Stored items from a collection
■ ■ ■ ■

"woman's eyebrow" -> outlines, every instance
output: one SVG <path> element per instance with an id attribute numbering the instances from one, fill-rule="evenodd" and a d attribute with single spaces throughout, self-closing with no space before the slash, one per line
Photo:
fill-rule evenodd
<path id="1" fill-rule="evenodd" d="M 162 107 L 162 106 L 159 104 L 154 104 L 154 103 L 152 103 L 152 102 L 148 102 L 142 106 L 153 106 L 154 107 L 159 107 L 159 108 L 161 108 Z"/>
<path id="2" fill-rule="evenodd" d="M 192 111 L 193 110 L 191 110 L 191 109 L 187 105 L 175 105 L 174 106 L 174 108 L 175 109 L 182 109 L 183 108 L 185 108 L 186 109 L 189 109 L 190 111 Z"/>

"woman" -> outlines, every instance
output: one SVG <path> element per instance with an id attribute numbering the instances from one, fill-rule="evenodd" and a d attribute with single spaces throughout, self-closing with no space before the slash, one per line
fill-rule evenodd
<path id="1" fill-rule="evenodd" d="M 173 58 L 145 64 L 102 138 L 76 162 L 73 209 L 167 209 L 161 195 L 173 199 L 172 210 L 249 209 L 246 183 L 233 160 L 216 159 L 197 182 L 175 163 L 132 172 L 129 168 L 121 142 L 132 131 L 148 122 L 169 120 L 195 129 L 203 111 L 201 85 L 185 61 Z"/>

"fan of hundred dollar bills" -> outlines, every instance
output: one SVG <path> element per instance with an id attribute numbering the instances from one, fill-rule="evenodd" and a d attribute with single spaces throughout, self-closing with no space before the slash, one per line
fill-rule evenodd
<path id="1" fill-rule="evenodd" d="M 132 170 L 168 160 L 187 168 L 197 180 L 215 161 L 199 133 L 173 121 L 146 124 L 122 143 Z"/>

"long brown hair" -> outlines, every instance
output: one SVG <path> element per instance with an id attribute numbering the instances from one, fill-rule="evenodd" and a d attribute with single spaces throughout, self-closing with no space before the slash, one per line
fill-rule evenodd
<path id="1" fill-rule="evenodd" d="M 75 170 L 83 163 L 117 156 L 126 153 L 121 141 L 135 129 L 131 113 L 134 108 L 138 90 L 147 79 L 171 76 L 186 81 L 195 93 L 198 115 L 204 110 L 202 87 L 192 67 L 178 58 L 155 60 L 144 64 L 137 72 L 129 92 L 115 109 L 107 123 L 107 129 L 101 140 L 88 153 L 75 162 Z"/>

■ ■ ■ ■

* _Problem requirements_:
Repeat exactly the lines above, starting with the line that contains "of hundred dollar" and ending with the last line, both included, and nothing else.

* _Response_:
"fan of hundred dollar bills" -> outlines, every instance
output: one SVG <path> element per instance with an id attribute numbering the instances from one, fill-rule="evenodd" and a d attribute with single spaces throughout, self-closing with no space before the slash, one per line
fill-rule evenodd
<path id="1" fill-rule="evenodd" d="M 132 170 L 168 160 L 187 168 L 197 180 L 215 161 L 199 133 L 173 121 L 146 124 L 122 143 Z"/>

"long brown hair" -> outlines, every instance
output: one SVG <path> element per instance with an id attribute numbering the instances from one, fill-rule="evenodd" and a d attribute with single spaces throughout, self-closing with no space before the slash, one per line
fill-rule evenodd
<path id="1" fill-rule="evenodd" d="M 75 170 L 83 163 L 117 156 L 126 153 L 121 141 L 135 129 L 131 113 L 134 108 L 138 90 L 147 79 L 171 76 L 186 81 L 195 93 L 198 115 L 204 110 L 202 87 L 192 67 L 178 58 L 155 60 L 144 64 L 137 72 L 129 92 L 115 109 L 107 123 L 107 129 L 101 140 L 88 153 L 75 162 Z"/>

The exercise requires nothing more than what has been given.